#### Page excerpt:
+++

Iron Response ElementS

METHODS, PROCEDURE AND RESULTS

 

RUN ON BIGGER SET

After obtaining the different patterns for each protein we wanted to run them on a bigger set of sequences, so that we use the same database from which we obtained the initial sequences (training and test sequences). We wanted to do this in order to check if we had done a constrained prediction of these patterns or not.

Firstly, we downloaded the UTR database and decompressed it. It was organizated for kind of organism and on 5' or 3' location. From all the organisms, we just took human, invertebrate, mammalian, vertebrate and rodent sequences.

We selected at random the sequences using the AC number (access number) and as for running the patterns they had to be changed to Fasta format.

We created two files:

- 5'db file: contained 200 5'UTR sequences from each organism subgroups told before (1000 sequences)
- 3'db file: contained 200 3'UTR sequences from each organism subgroups told before (1000 sequences)

These two files simulated a small UTR database, so we could run in this way the transferrin pattern in 3'db and ferritin pattern in 5'db. As a result no sequences were found. This corrovorated that our patterns were very strict and then, it would be better creating two new files containing a greater number of sequences:

- 5'db_2: all 5'UTR sequences of the original database that we have downloaded previously.
- 3'db_2: all 3'UTR sequences of the original database that we have downloaded previously.

As before with the limited databases, we run the transferrin pattern in 3'db_2 and ferritin pattern in 5'db_2. Although in this case some sequences appeared, none of them corresponded to the original ones from which the patterns were built (training set). We realized then that AC (access number) was not the same as ID (identification number), therefore we had to modify the two files (3' and 5' UTR db_2) replacing the AC with the ID.

Finally, we run the ferritin and transferrin patterns again but on the bigger and modified files and the results were the following:

- We obtained all the initial sequences for transferrin and ferritin (test and training) and,
- A new group of sequences arised: 11 ferritin sequences and 10 transferrin sequences (in fact they were just two different transferrins but with 5 IREs each one). All of them were checked at the EMBL database and they were all sequences with confirmed IREs.

To conclude this analysis on a bigger set we want to be sure that the positive results (sequences obtained with ferritin and transferrin pattern) are really true. To do this we search the universal IRE pattern into the database and run it through all the new sequences.The results confirm that the new found sequences are really IREs.

+++

(Natural-language descriptions of regions)
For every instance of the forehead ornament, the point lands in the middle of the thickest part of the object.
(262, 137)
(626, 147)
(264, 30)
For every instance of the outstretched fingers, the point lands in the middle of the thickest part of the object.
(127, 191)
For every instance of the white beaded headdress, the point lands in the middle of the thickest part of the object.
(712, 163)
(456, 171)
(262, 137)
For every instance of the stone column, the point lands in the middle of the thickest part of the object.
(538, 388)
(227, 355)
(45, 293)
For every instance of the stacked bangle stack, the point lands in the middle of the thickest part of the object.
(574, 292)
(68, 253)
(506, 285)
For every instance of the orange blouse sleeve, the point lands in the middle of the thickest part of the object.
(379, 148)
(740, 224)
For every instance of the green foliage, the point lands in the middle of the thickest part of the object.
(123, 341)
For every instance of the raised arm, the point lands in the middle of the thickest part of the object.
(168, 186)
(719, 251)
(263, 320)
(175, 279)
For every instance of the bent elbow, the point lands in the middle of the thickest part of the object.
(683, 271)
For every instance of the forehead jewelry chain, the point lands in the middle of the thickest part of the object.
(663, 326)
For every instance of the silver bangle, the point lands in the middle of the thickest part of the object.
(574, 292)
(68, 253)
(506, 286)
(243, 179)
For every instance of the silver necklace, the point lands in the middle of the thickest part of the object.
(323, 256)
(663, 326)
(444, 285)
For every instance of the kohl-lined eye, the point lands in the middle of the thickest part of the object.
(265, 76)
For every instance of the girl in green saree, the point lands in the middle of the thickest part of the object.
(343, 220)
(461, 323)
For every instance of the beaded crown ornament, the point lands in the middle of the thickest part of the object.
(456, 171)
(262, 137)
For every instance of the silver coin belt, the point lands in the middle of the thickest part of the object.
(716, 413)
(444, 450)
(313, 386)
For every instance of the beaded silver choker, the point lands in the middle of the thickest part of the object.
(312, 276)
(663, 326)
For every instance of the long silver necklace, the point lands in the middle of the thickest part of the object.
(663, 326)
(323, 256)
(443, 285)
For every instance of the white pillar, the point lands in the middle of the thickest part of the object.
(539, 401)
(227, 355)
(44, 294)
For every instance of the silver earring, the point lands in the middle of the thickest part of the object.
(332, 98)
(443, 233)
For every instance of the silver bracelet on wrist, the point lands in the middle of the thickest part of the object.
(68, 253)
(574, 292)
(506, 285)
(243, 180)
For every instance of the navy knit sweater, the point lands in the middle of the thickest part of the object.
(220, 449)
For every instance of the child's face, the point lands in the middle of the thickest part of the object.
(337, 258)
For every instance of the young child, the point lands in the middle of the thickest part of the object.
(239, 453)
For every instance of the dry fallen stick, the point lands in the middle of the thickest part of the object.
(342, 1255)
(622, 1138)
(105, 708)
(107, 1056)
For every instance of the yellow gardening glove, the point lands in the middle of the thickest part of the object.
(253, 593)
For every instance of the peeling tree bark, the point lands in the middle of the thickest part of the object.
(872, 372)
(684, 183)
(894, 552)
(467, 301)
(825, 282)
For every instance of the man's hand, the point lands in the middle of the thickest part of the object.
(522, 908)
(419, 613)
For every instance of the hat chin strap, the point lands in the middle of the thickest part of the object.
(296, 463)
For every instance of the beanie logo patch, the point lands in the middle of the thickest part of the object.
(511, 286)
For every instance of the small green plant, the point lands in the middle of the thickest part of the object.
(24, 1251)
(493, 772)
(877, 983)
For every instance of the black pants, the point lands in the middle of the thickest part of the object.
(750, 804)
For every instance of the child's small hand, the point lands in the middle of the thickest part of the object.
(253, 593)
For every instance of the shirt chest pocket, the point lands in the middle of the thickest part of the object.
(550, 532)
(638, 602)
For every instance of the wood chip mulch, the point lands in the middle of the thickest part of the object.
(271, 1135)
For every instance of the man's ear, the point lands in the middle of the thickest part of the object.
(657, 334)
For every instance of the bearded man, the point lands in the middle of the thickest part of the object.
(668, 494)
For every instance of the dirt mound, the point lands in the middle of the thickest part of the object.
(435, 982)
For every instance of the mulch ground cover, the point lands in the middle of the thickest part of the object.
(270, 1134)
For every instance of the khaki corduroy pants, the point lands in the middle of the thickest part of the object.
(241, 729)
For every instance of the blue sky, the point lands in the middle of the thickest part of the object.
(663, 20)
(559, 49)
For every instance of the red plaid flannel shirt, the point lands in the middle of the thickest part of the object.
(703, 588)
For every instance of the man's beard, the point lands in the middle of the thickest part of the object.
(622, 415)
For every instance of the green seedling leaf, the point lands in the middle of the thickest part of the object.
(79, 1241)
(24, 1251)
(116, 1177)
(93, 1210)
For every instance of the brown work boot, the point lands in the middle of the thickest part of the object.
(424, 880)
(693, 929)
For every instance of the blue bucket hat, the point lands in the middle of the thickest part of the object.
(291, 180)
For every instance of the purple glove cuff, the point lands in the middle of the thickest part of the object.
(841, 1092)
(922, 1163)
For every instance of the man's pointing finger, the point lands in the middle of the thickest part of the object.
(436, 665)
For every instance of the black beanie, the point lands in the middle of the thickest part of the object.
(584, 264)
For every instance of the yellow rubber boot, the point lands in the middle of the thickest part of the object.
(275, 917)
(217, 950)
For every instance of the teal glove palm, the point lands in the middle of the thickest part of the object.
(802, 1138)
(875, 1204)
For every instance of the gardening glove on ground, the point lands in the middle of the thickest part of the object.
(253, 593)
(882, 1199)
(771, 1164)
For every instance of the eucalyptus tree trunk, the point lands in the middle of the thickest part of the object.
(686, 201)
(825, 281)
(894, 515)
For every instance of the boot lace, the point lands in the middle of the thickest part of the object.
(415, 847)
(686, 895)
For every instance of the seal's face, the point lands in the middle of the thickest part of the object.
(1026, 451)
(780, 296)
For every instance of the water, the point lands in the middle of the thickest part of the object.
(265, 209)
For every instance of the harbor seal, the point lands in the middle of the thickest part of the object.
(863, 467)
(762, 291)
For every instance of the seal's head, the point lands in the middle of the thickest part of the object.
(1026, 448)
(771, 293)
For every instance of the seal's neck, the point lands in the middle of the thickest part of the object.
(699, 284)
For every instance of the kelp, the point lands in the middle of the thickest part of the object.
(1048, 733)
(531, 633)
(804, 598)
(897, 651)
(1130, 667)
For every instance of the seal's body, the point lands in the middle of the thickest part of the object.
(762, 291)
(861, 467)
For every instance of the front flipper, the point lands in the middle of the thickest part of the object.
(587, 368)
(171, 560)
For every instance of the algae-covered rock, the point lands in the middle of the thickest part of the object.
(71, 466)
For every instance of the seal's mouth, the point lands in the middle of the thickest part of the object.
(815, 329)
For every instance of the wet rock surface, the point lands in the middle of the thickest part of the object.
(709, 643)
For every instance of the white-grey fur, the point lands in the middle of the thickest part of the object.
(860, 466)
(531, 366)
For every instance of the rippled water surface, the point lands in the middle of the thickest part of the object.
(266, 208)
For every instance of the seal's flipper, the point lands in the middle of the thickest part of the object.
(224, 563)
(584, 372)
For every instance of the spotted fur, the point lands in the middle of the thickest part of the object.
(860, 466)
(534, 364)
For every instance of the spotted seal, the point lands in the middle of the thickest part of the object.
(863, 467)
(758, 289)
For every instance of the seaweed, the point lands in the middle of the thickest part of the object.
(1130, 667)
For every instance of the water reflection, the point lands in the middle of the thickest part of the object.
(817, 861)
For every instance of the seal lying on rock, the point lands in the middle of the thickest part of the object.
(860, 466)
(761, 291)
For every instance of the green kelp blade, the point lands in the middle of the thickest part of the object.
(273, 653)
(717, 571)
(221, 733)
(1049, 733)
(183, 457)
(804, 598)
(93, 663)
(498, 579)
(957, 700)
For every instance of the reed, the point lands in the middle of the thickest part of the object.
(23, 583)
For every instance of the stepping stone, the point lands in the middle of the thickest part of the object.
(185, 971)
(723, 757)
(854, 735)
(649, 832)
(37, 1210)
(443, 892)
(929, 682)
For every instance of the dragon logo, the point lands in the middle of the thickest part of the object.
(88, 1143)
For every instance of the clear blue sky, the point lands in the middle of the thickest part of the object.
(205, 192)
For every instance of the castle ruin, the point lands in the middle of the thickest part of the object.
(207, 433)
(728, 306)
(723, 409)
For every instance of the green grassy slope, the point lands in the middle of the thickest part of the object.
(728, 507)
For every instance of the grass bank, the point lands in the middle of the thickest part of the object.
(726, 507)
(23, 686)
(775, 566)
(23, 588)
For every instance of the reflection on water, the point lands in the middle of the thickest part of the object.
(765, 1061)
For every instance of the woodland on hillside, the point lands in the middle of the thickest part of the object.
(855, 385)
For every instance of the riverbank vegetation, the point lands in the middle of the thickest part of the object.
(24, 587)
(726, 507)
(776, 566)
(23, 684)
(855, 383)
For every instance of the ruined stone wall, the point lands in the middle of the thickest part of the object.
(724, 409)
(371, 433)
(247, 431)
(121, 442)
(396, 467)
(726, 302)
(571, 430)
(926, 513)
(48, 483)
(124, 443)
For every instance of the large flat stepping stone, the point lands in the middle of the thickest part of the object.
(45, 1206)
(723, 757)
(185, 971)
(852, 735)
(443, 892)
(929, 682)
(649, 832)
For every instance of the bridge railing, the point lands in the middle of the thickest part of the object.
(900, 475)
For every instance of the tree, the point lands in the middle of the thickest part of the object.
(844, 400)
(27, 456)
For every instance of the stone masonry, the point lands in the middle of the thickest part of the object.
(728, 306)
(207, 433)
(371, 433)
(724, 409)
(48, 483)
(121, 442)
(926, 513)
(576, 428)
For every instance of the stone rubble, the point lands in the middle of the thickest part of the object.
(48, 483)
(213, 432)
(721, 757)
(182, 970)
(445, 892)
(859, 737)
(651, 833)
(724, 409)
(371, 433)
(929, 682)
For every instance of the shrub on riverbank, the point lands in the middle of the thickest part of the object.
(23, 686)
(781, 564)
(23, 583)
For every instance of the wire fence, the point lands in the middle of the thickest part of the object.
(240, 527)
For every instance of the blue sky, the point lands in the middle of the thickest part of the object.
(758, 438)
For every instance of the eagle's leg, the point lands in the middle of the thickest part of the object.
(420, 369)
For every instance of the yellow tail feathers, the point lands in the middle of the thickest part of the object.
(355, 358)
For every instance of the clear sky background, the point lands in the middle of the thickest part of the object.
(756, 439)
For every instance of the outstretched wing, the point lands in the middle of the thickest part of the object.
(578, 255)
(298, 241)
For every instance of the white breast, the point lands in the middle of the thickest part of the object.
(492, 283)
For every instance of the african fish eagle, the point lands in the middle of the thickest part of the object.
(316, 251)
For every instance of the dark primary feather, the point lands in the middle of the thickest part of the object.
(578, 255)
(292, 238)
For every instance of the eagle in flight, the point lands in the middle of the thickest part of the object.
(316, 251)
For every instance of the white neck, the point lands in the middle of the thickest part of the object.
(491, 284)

+++

#### Work item A:
From the IRE methods section shown above, reproduce the passage starting with "Firstly, we downloaded" and going on through "to Fasta format.".
#### Work item B:
Which kinds of organism sequences were taken from the UTR database, according to the IRE methods section above? List every one.
#### Work item C:
In the IRE methods section above, what identifier replaced the AC in the two db_2 files?

#### Problem solution A:
Firstly, we downloaded the UTR database and decompressed it. It was organizated for kind of organism and on 5' or 3' location. From all the organisms, we just took human, invertebrate, mammalian, vertebrate and rodent sequences.

We selected at random the sequences using the AC number (access number) and as for running the patterns they had to be changed to Fasta format.

#### Problem solution B:
Human
Invertebrate
Mammalian
Vertebrate
Rodent

#### Problem solution C:
The ID (identification number).